Extract:
Photomagnetism (photomagnetic effect) is the effect in which a material acquires (and in some cases loses) its ferromagnetic properties in response to light. The current model for this phenomenon is a light-induced electron transfer, accompanied by the reversal of the spin direction of an electron. This leads to an increase in spin concentration, causing the magnetic transition. Currently the effect is only observed to persist (for any significant time) at very low temperature. But at temperatures such as 5K, the effect may persist for several days.

==Mechanism==
The magnetisation and demagnetisation (where not demagnetised thermally) occur through intermediate states as shown (right). The magnetising and demagnetising wavelengths provide the energy for the system to reach the intermediate states which then relaxed non-radiatively to one of the two states (the intermediate state for magnetisation and demagnetisation are different and so the photon flux is not wasted by relaxation to the same state from which the system was just excited). A direct transition from the ground state to the magnetic state and, more importantly, vice versa is a forbidden transition, and this leads to the magnetised state being metastable and persisting for a long period at low temperatures.

Provided data:
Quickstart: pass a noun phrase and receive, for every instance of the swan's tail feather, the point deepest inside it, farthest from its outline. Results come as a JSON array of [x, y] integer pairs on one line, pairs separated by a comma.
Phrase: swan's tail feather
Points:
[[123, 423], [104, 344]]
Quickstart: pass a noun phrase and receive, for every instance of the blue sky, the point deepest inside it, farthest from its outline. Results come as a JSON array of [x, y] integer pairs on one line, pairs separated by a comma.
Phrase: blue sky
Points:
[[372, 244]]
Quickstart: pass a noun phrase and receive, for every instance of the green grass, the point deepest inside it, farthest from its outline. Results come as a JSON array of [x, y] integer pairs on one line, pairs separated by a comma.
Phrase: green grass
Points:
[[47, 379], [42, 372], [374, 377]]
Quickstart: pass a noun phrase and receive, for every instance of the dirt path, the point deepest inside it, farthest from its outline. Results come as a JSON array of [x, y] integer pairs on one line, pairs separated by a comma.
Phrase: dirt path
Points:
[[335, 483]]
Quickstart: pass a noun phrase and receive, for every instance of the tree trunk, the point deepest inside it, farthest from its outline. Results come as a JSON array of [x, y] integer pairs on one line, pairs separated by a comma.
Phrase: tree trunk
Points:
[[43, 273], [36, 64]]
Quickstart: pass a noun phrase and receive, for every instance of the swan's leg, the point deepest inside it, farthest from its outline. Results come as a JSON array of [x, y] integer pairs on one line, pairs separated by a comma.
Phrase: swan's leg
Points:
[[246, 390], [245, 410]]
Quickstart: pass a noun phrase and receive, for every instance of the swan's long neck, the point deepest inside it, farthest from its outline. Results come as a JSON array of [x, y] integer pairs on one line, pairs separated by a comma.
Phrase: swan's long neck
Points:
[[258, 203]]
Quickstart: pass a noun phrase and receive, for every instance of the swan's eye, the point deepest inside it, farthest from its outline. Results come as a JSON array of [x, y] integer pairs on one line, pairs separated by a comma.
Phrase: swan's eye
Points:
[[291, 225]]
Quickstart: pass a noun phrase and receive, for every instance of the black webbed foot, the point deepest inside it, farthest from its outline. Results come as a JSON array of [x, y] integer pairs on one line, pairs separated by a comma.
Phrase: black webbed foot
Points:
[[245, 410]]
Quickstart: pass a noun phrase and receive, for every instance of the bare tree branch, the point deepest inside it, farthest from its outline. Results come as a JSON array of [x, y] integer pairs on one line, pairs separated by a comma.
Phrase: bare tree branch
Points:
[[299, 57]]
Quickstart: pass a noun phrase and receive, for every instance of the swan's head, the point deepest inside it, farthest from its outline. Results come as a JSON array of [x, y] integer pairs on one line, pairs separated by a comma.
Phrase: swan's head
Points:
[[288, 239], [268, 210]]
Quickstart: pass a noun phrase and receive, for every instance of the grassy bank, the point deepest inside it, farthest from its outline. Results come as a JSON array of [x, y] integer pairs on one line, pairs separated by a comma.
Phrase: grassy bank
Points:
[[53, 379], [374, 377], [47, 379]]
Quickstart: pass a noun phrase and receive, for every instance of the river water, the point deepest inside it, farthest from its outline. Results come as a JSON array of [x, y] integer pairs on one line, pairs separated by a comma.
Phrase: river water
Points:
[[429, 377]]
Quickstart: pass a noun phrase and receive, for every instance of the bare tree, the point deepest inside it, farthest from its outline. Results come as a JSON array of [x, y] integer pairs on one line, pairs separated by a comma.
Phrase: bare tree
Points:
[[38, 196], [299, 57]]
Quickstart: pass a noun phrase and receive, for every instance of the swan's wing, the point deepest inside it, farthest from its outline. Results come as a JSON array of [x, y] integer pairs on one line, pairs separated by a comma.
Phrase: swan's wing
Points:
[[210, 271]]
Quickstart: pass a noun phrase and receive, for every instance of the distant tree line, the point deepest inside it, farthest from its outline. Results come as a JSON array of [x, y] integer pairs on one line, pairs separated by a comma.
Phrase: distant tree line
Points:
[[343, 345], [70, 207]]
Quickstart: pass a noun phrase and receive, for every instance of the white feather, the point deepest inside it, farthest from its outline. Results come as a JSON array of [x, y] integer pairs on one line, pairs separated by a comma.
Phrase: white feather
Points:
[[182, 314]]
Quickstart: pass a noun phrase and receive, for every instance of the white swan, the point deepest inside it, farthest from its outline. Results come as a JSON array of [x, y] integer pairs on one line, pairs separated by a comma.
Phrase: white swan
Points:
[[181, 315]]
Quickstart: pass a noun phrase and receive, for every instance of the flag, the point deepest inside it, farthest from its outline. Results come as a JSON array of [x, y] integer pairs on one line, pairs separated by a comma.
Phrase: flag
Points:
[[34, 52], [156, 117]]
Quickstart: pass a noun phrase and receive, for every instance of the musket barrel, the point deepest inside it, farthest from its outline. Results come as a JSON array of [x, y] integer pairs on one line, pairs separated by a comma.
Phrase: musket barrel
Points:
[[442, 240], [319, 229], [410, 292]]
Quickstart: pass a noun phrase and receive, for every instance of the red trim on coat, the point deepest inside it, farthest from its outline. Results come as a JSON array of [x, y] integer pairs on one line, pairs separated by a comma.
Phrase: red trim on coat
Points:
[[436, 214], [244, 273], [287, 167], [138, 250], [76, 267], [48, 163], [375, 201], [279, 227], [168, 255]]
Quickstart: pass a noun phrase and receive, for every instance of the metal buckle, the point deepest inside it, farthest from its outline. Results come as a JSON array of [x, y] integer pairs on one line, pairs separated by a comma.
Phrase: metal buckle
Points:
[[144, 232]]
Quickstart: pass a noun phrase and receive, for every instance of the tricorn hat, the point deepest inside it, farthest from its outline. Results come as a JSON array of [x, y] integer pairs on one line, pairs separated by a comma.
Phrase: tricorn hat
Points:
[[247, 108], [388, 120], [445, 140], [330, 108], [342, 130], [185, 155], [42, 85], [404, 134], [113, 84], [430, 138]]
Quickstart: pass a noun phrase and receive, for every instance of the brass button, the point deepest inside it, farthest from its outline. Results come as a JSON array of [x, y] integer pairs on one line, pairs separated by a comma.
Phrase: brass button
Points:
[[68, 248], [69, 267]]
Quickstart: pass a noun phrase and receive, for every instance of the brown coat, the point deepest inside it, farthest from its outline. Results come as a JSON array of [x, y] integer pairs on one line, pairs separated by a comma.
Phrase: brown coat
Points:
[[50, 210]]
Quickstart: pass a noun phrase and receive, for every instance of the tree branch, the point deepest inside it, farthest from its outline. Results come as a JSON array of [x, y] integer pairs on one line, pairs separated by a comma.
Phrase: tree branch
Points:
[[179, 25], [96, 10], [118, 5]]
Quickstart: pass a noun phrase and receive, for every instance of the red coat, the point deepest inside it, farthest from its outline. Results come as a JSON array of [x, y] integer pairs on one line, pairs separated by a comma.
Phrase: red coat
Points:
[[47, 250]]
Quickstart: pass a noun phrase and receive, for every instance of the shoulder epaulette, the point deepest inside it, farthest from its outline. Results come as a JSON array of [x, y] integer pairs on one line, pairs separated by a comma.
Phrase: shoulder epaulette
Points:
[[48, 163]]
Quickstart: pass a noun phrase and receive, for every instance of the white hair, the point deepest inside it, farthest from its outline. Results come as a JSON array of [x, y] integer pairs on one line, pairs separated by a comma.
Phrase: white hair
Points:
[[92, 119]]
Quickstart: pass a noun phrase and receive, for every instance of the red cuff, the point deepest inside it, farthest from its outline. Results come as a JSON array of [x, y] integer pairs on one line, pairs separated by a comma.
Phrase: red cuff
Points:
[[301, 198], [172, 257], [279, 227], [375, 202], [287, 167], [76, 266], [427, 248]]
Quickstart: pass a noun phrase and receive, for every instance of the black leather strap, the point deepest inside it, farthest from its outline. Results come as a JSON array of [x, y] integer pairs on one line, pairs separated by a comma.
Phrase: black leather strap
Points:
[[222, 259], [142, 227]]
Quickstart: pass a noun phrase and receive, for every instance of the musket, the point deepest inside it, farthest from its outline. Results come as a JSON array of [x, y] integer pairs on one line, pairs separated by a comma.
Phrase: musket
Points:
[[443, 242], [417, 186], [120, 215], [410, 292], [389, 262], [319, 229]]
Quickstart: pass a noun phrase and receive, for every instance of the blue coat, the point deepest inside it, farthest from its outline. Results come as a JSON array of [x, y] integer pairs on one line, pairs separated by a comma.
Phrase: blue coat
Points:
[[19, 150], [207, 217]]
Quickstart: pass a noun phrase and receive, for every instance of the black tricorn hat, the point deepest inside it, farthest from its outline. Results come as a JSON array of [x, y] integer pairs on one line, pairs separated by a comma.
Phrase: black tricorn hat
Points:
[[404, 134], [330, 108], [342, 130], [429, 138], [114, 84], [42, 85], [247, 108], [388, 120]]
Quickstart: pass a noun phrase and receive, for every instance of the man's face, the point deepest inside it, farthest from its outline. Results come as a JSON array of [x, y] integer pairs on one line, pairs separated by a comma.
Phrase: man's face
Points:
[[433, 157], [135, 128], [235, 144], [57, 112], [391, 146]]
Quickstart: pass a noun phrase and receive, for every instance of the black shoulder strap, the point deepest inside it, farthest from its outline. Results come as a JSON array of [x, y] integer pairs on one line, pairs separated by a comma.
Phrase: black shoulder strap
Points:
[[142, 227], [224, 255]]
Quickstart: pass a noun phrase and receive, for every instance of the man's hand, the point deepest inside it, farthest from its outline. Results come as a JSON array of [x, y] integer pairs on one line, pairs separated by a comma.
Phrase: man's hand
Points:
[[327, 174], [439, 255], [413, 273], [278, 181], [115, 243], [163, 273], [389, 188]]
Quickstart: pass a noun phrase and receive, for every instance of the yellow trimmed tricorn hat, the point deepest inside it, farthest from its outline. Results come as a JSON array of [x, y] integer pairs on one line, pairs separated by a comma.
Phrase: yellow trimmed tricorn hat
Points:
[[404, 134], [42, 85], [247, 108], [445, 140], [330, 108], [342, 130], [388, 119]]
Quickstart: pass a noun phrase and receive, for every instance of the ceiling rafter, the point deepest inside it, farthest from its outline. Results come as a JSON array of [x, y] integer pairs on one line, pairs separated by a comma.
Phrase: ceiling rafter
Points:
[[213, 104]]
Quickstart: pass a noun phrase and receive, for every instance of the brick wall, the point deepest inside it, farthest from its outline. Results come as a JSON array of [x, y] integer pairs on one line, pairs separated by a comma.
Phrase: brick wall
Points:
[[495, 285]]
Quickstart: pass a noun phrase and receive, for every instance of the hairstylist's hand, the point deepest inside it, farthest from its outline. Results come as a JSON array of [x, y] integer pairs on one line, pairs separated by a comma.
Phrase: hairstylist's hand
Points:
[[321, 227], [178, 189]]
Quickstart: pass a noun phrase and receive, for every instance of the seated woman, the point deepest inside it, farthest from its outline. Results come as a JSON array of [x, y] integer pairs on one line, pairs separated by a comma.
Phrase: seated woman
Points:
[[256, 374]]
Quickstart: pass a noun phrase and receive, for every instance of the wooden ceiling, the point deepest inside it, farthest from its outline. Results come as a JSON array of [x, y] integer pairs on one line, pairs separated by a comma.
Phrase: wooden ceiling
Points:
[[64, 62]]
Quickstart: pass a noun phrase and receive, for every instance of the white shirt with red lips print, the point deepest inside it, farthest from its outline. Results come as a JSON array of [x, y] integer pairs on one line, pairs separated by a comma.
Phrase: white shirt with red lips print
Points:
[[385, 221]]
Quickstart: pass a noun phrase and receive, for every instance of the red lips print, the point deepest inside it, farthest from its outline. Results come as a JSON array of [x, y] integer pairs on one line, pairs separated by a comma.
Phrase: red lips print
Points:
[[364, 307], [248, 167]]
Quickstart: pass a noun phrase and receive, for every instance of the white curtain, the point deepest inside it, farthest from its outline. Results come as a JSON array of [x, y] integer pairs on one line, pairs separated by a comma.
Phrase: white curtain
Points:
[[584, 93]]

Task brief:
Rewrite the photomagnetism passage starting at "Photomagnetism (photomagnetic effect)" and ending at "for several days.", replacing "spin direction" with "spin orientation".

Exercise answer:
Photomagnetism (photomagnetic effect) is the effect in which a material acquires (and in some cases loses) its ferromagnetic properties in response to light. The current model for this phenomenon is a light-induced electron transfer, accompanied by the reversal of the spin orientation of an electron. This leads to an increase in spin concentration, causing the magnetic transition. Currently the effect is only observed to persist (for any significant time) at very low temperature. But at temperatures such as 5K, the effect may persist for several days.